VORGEGEBENER TEXT:
++++

Feld- oder Gartenvögel: Die Bestände sinken
Schon heute warnt der NABU, davor, dass „Allerweltsarten“ unter den Feldvögeln wie Kiebitz, Rebhuhn und Feldlerche bundesweit erschreckende Rückgänge aufweisen. So seien seit Anfang der 90er Jahre die Zahl brütender Kiebitze in Deutschland auf etwa ein Viertel geschrumpft, während die Bestände des Rebhuhns bereits seit den 1970er Jahren auf ein Bruchteil des ursprünglichen Umfangs geschrumpft sind. Neueste Bestandsdaten belegen, dass seit 2008 die Bestände von 26 der 30 Feldvogelarten abnehmen. Der intensive Pestizideinsatz und das stetige Schrumpfen von Rückzugsflächen seien die Gründe.
Eine englische Studie zu Gartenvögeln belegt, dass auf der Insel die Zahl der Gartenvögel ebenfalls teils erheblich schrumpft. So sei der Bestand an Sperlingen, landläufig auch Spatzen genannt, seit Ende der 70er Jahre um erschreckende 63 Prozent gesunken, jener von Staren sogar um 82 Prozent. Allzu aufgeräumte und wenig naturnahe Gärten in dem es kein Nahrungsangebot gibt seien die Hauptgründe. Daher kann eine Ganzjahresfütterung sicherlich nicht schaden. Und wer den Dreck der Samenhüllen nicht mag: Vogelfutter gibt es auch in geschälter Form.

++++

ARBEITSSCHRITTE:
• a. Um wie viel Prozent ist der Bestand an Staren seit Ende der 70er Jahre laut dem Text über Feld- und Gartenvögel gesunken?
• b. Aktualisiere im Text über Feld- und Gartenvögel alles von „Eine englische Studie“ bis hinunter zu „in geschälter Form.“ und setze dabei „Haussperlingen“ an die Stelle von „Sperlingen“.
• c. Führe den Text über Feld- und Gartenvögel im Anschluss an seinen letzten Satz weiter.

BEREITGESTELLTE ANGABEN:
++++

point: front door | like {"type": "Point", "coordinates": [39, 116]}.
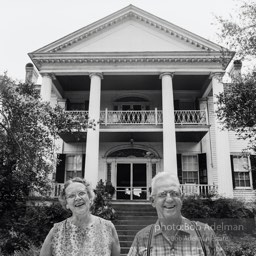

++++

ANTWORTEN:
• a. Um 82 Prozent.

• b.
Eine englische Studie zu Gartenvögeln belegt, dass auf der Insel die Zahl der Gartenvögel ebenfalls teils erheblich schrumpft. So sei der Bestand an Haussperlingen, landläufig auch Spatzen genannt, seit Ende der 70er Jahre um erschreckende 63 Prozent gesunken, jener von Staren sogar um 82 Prozent. Allzu aufgeräumte und wenig naturnahe Gärten in dem es kein Nahrungsangebot gibt seien die Hauptgründe. Daher kann eine Ganzjahresfütterung sicherlich nicht schaden. Und wer den Dreck der Samenhüllen nicht mag: Vogelfutter gibt es auch in geschälter Form.

• c.
Mittlerweile stellt sich der Handel auf die Ganzjahresfütterung ein und bietet vermehrt das ganze Jahr hindurch Vogelfutter in vielen Variationen. In keinem Fall sollten gesalzene Lebensmittel oder Brot verfüttert werden. Letzteres gilt übrigens auch für die Enten im Teich. So warnt die Umweltstiftung Gütersloh, dass gerade die Verfütterung von Brot an Enten in stehenden Gewässern einen immensen Stickstoffeintrag zur Folge habe, der diese schnell kippen lasse.
Ein Buchtipp zur Ganzjahresfütterung: Peter Berthold und Gabriele Mohr, «Vögel füttern – aber richtig», Franck-Kosmos, Stuttgart, 95 Seiten, 7,95 Euro.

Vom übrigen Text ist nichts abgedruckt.